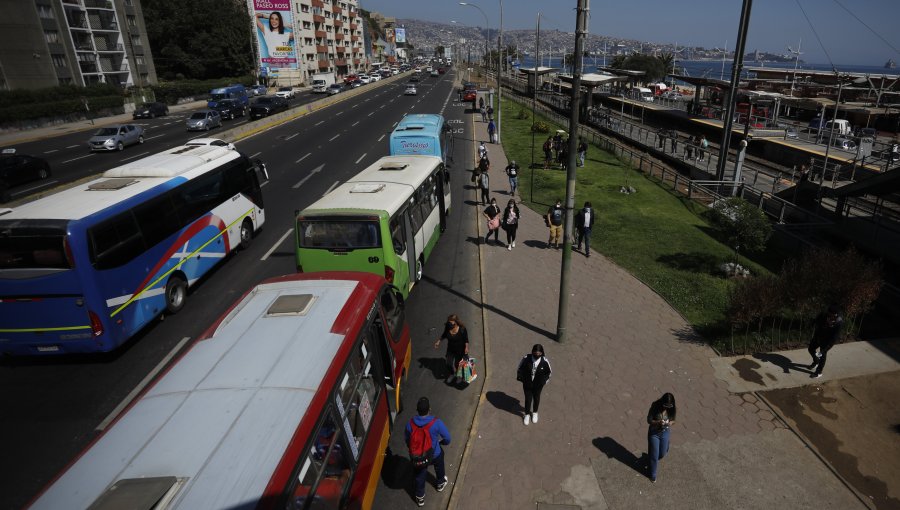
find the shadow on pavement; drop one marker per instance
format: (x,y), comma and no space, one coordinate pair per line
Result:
(613,450)
(504,402)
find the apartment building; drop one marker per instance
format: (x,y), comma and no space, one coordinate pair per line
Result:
(44,43)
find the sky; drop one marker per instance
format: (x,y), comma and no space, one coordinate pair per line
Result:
(774,24)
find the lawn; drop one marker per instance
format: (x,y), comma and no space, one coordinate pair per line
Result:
(658,236)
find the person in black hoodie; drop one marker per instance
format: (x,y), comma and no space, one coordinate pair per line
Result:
(534,372)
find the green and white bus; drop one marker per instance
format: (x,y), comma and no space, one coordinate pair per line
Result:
(385,220)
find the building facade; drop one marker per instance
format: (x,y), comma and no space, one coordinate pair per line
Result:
(45,43)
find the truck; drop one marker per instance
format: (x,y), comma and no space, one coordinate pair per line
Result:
(321,82)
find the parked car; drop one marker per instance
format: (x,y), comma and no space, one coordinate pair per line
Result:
(16,169)
(204,120)
(150,110)
(215,142)
(116,138)
(285,92)
(267,105)
(230,108)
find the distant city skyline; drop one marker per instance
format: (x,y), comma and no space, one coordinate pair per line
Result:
(774,24)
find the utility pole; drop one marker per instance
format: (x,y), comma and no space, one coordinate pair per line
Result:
(732,93)
(580,32)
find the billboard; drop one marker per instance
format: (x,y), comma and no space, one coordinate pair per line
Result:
(275,33)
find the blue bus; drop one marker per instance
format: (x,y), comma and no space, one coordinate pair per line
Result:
(238,92)
(422,134)
(84,269)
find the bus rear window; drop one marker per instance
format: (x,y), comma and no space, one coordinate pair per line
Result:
(343,234)
(33,252)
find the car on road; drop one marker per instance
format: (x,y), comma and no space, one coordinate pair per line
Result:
(267,105)
(203,120)
(150,111)
(116,138)
(230,108)
(285,92)
(16,169)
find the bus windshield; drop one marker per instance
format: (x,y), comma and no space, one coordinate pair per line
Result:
(337,233)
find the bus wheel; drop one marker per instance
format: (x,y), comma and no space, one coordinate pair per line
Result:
(176,294)
(420,269)
(246,233)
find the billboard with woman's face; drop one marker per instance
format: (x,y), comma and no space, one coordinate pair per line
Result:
(275,33)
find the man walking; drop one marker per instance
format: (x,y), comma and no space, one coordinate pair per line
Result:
(512,171)
(554,220)
(424,436)
(826,334)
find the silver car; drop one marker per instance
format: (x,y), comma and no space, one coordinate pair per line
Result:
(116,138)
(204,120)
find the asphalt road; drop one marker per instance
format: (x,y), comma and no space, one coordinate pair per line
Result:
(53,407)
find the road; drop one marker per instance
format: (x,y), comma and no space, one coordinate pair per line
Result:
(53,407)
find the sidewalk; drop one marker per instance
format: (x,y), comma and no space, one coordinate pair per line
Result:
(626,346)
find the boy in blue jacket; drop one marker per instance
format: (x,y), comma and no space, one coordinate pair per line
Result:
(439,436)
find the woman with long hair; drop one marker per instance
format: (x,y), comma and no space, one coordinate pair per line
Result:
(660,418)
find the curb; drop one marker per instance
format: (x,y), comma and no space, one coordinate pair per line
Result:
(473,428)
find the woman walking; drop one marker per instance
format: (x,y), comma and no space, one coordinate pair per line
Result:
(534,372)
(492,213)
(660,418)
(510,223)
(457,344)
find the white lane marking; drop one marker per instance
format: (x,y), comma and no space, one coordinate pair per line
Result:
(277,244)
(79,157)
(331,188)
(135,156)
(141,385)
(314,172)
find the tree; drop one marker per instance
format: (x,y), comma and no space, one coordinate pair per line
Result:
(200,39)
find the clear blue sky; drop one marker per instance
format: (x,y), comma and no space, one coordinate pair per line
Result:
(774,24)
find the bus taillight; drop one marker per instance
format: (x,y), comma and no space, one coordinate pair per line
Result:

• • • • •

Repeat, without changes, every line from the one that contains "find the curb; drop one marker per instance" through the final line of the data.

find the curb; drop one marker per instance
format: (x,y), comma and no space, one coordinate pair per line
Result:
(473,428)
find the woman walking; drop one marker per instance
format: (x,y), comma and no space, one coordinate pair per line
Result:
(534,372)
(492,213)
(660,418)
(510,223)
(457,344)
find the white lane marking; drop one marker per instance
format: (x,y), comma and no space, one coordinate pair per line
Result:
(277,244)
(79,157)
(331,188)
(135,156)
(141,385)
(314,172)
find the tree; drop one marker per instance
format: (x,y), comma and no space, one coordinate pair per line
Result:
(200,39)
find the clear blue sky; drop one marker per instance
format: (x,y), comma and no space, one coordinate pair per line
Result:
(774,24)
find the bus taillight; drop one marker per instance
format: (x,y), comma and no space, one coordinate pair per line
Result:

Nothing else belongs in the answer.